“Unforeseen things are going to happen,” he said. “That’s just the reality of baseball.”
Outfielders have not been immune to the rash of injuries. Jeff McNeil, slated to start in left field, was scratched from the lineup two days after scraping his left wrist while diving for a batted ball during a game. Center fielder Brandon Nimmo missed action because of an upset stomach after cooking chicken for himself.
“We’re going to have to teach him how to cook so he doesn’t miss any more games,” Callaway said.
The unfortunate has been familiar to the Mets of late. Last spring, outfielder Tim Tebow tripped on a sprinkler head during his first workout. Over the summer, pitcher Noah Syndergaard received a diagnosis of hand, foot and mouth disease. In the fall, David Wright retired because of chronic neck and shoulder ailments. All were reminders that the best plans can go sideways quickly.
With opening day less than a month away, here is how the roster looks.
Infielders: Who’s at first? It depends on the day. Alonso led off the exhibition season with a solo home run in his first at-bat, and Davis, who can play first or third, countered by blasting a two-run homer as he went 3 for 5 as a designated hitter.
The Mets are sure-handed up the middle, with Robinson Cano bringing his nifty fielding and a smooth stroke to second base. Shortstop Amed Rosario will be a running threat on the bases, and Adeiny Hechavarria, a late pickup who previously played with the Yankees, “covers us in so many ways,” Callaway said.
When healthy, Lowrie, who has primarily played at second base and shortstop but is expected to start at third for Mets, will provide versatility. So will Frazier, a veteran whose experience is valued in the clubhouse.

Required work:
[1] Answer these questions using the Mets passage:
(a) What caused center fielder Brandon Nimmo to miss action?
(b) What diagnosis did pitcher Noah Syndergaard receive over the summer?
(c) Which position does Robinson Cano play?
[2] Reproduce the Mets passage word for word, everything from "Outfielders have not" down to "chicken for himself.".

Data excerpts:

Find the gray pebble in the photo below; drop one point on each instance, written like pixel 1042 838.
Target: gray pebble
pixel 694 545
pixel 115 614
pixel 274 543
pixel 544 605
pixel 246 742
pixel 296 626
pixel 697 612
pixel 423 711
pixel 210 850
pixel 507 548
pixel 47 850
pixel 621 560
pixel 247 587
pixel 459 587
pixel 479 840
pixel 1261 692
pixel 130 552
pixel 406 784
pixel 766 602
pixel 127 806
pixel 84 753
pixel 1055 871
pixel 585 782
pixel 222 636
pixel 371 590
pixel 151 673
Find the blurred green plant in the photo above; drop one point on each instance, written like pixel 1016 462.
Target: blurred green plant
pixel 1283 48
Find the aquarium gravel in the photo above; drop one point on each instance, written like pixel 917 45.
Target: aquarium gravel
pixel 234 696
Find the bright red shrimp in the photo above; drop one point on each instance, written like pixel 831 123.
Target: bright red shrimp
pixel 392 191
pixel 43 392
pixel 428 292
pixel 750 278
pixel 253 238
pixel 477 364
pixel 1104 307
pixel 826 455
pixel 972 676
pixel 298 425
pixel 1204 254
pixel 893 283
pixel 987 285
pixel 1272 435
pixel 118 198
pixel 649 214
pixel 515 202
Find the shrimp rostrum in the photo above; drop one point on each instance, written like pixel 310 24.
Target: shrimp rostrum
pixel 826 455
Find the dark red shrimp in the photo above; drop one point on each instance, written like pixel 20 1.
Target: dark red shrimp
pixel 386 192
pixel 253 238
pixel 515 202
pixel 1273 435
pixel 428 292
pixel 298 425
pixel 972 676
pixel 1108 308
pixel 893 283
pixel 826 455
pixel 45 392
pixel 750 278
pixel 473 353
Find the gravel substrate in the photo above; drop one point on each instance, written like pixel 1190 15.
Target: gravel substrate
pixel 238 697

Answers in order:
[1]
(a) An upset stomach after cooking chicken for himself.
(b) Hand, foot and mouth disease.
(c) Second base.

[2]
Outfielders have not been immune to the rash of injuries. Jeff McNeil, slated to start in left field, was scratched from the lineup two days after scraping his left wrist while diving for a batted ball during a game. Center fielder Brandon Nimmo missed action because of an upset stomach after cooking chicken for himself.